WHAT IS EXPECTED - Go through the data below and copy each line where the word "foreground" occurs.

____

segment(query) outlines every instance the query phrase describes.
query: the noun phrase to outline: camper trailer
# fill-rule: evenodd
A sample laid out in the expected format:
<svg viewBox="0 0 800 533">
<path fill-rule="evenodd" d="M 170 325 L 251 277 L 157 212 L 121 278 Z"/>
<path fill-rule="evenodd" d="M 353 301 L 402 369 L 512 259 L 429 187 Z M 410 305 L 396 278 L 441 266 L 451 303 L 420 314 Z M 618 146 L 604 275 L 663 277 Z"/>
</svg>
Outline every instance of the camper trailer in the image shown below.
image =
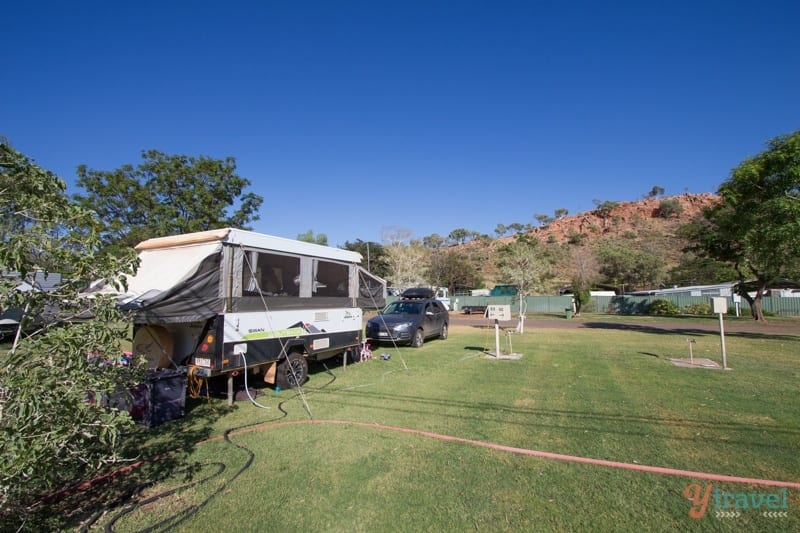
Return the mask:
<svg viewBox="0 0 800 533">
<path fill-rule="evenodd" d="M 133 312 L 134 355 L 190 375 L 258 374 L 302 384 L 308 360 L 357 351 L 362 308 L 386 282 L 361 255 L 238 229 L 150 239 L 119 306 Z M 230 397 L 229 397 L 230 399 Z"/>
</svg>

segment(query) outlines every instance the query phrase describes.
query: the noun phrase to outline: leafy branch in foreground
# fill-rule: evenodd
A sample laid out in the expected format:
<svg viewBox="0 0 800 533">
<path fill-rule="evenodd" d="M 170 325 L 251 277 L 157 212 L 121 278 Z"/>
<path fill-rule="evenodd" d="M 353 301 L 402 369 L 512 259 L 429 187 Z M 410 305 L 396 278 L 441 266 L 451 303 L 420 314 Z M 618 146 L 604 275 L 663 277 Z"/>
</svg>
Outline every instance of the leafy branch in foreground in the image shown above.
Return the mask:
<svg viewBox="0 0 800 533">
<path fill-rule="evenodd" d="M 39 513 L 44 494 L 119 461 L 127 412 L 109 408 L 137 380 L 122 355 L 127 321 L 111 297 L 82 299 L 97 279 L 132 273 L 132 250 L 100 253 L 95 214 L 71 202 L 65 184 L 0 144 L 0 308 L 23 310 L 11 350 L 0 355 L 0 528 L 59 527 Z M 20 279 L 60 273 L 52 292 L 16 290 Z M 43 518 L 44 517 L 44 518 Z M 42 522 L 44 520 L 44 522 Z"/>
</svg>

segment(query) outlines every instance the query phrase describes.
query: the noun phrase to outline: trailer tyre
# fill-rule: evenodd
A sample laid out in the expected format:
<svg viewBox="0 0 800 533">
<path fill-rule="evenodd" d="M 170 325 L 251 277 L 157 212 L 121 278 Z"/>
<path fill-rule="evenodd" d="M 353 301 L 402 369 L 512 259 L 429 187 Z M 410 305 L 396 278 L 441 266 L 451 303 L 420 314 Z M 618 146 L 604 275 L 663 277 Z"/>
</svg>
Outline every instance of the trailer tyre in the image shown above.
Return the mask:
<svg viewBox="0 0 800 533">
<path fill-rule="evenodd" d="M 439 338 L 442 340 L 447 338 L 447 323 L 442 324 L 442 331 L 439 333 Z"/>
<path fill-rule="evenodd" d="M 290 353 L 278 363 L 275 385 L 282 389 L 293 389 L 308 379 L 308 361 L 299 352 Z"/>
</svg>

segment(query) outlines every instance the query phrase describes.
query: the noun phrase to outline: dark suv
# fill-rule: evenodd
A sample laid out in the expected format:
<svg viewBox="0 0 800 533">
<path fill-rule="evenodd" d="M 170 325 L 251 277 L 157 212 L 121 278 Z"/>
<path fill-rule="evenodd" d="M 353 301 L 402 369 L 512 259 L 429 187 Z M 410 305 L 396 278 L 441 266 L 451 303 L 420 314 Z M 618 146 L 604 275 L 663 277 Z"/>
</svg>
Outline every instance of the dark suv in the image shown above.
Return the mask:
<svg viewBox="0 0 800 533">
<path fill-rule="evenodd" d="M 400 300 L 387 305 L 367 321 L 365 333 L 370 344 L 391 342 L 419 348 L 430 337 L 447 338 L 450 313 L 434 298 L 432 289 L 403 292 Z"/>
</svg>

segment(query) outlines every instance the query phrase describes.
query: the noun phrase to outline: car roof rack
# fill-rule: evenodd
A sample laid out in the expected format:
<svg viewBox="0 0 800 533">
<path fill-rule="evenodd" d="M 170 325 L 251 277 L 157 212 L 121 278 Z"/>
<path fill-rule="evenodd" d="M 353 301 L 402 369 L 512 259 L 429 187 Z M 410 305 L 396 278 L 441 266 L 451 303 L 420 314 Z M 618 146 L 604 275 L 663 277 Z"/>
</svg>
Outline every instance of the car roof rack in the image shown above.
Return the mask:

____

ANSWER SECTION -
query: the noun phrase to outline: leafy branch in foreground
Outline every instance of the leafy branch in foreground in the image shown above.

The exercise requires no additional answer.